AIM: Please pull out every line in the listing below that contains the string "tail" and copy each one in full. Case counts when matching.

━━━━━━━━━━━━━━━━━━━━

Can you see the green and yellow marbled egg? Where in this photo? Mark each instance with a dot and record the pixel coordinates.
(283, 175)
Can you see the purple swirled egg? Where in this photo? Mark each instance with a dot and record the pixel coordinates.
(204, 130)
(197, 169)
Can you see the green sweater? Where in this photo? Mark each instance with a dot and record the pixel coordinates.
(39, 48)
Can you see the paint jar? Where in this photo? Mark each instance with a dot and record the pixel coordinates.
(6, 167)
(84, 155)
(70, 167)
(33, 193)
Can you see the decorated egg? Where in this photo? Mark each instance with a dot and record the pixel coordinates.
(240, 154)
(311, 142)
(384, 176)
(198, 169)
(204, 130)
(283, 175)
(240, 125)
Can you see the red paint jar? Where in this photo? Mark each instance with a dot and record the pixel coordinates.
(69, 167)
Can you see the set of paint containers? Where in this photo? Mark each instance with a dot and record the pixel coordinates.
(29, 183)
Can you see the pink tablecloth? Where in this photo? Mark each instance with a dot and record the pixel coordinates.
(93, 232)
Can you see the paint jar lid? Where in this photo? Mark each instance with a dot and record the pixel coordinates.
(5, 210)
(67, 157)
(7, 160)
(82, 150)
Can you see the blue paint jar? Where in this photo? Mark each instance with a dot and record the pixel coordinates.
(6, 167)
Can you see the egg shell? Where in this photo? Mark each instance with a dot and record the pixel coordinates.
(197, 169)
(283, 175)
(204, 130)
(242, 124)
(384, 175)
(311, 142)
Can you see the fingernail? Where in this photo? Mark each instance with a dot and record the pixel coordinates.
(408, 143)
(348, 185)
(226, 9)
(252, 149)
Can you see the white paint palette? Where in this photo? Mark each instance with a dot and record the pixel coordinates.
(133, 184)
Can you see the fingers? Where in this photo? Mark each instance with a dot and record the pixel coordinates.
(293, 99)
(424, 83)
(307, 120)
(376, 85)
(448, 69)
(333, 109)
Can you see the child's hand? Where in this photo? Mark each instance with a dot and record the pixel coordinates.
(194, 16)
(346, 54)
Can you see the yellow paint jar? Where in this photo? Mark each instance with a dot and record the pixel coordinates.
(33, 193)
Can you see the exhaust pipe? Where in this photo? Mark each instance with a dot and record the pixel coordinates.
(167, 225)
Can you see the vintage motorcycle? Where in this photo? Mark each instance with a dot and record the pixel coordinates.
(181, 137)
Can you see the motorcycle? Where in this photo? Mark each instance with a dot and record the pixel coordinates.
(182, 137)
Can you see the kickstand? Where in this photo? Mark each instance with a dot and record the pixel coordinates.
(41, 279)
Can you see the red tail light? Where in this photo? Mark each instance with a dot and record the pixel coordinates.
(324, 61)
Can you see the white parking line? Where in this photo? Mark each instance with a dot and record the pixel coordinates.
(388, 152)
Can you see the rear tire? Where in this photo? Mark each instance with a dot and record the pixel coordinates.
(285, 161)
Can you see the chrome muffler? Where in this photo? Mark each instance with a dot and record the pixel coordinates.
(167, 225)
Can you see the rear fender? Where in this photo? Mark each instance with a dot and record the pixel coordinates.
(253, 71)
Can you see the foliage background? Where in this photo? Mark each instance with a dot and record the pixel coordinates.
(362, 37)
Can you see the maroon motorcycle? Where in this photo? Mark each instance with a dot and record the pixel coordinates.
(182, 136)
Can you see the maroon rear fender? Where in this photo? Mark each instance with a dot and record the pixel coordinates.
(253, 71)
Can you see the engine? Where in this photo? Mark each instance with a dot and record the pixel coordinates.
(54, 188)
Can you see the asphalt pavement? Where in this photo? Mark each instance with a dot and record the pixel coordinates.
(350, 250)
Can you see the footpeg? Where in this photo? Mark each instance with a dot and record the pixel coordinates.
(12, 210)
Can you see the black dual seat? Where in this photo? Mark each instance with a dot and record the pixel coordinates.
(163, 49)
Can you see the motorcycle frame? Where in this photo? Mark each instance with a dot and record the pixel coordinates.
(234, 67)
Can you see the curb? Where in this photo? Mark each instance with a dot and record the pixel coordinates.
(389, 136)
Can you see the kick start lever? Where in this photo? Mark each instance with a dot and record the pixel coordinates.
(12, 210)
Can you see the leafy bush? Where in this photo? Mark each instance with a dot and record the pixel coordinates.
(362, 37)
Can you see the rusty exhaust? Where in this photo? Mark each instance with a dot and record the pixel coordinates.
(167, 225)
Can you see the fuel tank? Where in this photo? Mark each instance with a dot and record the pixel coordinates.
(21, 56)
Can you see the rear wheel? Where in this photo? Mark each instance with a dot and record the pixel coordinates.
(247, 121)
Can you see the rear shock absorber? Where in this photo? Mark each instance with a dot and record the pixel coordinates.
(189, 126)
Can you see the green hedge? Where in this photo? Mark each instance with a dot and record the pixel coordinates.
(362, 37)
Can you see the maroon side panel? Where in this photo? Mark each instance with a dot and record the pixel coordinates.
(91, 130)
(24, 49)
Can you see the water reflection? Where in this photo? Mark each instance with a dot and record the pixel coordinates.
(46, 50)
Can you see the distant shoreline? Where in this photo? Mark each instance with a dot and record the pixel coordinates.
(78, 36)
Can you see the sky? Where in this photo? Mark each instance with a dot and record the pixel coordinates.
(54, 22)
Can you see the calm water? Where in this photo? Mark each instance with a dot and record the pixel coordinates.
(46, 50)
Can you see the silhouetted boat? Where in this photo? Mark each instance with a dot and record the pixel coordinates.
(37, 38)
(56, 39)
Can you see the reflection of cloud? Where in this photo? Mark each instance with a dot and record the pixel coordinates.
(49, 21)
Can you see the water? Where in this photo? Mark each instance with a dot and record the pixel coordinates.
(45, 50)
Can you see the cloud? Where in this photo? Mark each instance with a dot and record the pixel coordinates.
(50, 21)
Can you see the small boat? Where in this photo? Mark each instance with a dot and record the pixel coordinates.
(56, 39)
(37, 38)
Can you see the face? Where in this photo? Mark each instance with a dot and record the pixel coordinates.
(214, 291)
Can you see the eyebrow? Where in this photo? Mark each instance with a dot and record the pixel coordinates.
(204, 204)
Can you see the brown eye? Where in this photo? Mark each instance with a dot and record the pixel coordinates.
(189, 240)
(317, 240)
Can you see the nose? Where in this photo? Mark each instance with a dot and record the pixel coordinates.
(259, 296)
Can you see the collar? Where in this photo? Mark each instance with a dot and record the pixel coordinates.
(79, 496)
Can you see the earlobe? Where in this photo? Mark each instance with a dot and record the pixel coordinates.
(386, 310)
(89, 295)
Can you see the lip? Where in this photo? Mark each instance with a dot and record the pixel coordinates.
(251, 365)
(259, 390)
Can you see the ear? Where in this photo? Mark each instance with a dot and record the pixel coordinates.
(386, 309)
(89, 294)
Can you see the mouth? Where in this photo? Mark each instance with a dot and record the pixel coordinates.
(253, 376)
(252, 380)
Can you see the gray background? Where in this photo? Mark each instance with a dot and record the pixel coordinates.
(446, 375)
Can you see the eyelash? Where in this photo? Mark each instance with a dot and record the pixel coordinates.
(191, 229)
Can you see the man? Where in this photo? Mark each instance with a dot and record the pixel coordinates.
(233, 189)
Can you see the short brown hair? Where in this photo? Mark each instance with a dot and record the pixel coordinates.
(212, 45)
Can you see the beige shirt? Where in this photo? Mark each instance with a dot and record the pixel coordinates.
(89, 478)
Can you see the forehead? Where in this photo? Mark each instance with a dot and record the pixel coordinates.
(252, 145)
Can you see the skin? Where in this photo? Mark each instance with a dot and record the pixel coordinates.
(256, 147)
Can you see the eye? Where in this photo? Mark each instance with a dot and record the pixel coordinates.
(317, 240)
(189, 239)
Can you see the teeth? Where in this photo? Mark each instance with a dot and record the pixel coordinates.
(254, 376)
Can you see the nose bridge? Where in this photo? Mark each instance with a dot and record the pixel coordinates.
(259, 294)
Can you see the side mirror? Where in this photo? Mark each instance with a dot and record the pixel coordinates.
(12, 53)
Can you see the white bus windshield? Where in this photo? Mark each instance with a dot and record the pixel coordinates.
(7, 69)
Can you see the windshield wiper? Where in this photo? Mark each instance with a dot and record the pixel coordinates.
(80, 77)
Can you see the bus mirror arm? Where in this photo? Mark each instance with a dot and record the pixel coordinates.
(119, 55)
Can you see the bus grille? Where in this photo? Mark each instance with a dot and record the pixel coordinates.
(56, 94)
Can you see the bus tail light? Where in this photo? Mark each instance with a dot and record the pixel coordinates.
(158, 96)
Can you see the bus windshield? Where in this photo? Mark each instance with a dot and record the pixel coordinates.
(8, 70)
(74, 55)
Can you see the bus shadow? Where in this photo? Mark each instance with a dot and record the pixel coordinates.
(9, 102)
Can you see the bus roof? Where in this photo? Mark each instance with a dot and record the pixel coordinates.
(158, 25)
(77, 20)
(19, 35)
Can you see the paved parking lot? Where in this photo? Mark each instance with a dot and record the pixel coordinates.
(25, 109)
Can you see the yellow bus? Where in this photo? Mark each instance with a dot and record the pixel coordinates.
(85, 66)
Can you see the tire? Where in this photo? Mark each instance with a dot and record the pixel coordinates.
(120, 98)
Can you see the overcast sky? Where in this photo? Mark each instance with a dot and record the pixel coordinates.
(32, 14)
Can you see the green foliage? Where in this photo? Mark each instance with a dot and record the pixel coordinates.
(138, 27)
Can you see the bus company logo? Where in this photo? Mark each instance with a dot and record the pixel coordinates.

━━━━━━━━━━━━━━━━━━━━

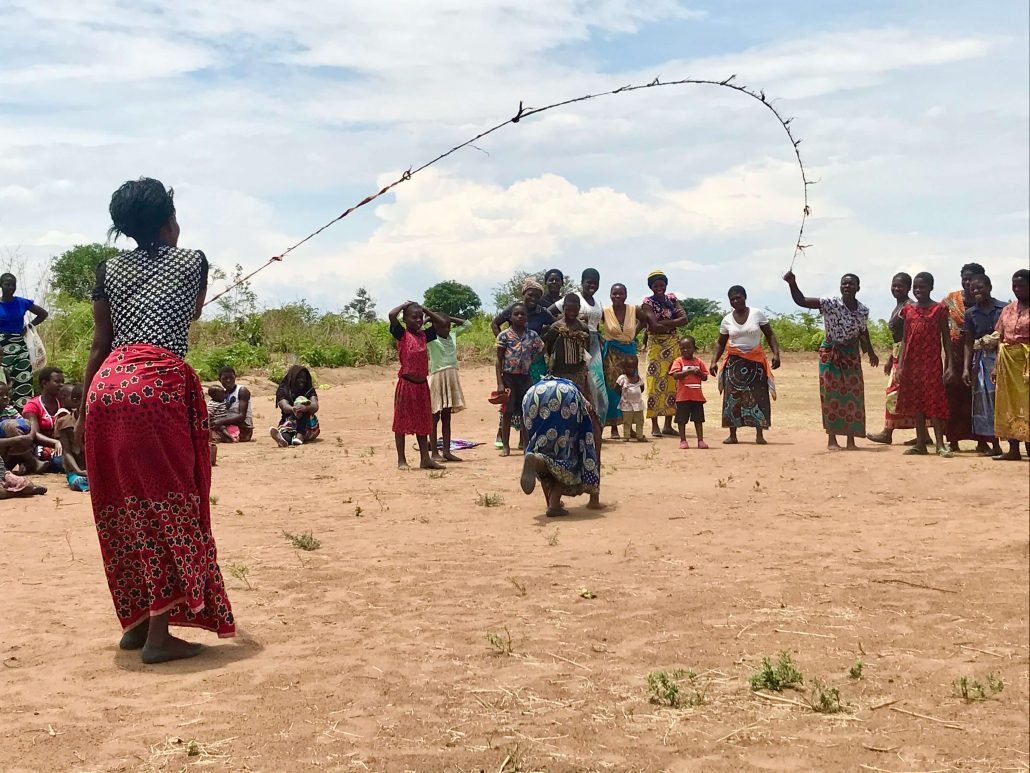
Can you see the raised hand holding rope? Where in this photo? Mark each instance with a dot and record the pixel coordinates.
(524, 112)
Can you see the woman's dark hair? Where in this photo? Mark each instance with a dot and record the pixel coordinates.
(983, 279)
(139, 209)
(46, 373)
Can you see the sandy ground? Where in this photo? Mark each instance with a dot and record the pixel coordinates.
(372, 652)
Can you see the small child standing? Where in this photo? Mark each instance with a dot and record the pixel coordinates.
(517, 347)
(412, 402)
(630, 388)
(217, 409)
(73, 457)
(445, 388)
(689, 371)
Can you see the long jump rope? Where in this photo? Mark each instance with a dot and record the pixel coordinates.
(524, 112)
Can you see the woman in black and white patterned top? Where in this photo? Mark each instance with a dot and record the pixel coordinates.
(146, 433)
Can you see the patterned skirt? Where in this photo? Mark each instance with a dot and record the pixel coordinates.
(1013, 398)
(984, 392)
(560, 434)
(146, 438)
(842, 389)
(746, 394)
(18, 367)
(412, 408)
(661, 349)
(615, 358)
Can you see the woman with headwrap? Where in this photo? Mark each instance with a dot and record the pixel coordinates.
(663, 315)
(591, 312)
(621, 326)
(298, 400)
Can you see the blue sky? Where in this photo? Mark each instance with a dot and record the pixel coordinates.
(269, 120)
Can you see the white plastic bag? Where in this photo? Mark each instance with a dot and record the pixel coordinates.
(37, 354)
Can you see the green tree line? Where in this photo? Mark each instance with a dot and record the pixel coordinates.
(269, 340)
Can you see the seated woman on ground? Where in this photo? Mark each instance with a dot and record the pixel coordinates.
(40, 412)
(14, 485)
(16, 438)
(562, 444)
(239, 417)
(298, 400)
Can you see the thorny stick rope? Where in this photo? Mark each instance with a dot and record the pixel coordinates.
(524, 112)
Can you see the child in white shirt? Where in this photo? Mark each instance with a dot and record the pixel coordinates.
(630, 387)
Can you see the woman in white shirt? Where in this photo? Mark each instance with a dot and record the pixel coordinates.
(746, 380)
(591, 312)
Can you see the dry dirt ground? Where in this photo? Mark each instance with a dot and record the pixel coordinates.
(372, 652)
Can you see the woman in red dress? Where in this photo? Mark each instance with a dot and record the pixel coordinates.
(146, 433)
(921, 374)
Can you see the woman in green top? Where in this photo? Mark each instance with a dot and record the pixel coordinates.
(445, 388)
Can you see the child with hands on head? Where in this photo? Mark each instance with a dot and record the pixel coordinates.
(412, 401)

━━━━━━━━━━━━━━━━━━━━

RESPONSE:
Can you see the red tail light? Where in this photo? Mark each instance with a dot and record the pixel coordinates.
Can you see the bus tail light? Where in this photo? Mark each instance with a dot and record the pixel coordinates.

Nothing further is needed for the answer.